>> BEGIN DATA TO PROCESS
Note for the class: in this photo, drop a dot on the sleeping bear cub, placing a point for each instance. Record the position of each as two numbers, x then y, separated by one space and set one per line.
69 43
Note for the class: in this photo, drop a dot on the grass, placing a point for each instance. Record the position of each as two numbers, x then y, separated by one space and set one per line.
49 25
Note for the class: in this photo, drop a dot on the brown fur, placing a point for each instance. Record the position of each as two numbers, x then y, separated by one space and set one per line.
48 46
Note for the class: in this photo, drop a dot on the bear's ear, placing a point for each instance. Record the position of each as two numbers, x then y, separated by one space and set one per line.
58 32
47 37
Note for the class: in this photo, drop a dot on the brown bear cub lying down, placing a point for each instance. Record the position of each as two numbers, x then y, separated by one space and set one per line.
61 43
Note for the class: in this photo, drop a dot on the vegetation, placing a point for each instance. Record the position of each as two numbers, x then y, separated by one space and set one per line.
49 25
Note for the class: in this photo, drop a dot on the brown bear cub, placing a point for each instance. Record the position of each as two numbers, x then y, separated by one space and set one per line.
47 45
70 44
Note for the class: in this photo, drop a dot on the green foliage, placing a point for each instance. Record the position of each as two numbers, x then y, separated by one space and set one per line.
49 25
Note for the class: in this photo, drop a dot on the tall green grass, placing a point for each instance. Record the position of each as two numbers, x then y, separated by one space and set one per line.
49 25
>> END DATA TO PROCESS
>> BEGIN DATA TO PROCESS
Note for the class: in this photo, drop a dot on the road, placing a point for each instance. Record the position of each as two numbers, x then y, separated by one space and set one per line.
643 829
>> END DATA TO PROCESS
>> BEGIN DATA TO PROCESS
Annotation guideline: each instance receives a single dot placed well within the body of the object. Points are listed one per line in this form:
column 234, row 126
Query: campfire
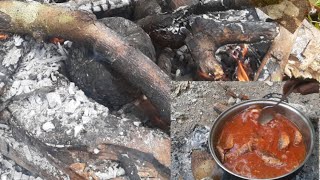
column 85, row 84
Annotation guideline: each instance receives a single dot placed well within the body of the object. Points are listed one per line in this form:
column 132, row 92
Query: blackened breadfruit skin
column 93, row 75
>> END DATA TO PROCESS
Tally the lines in the entries above that contain the string "Query", with case counting, and give only that number.

## THE COMPLETED TASK
2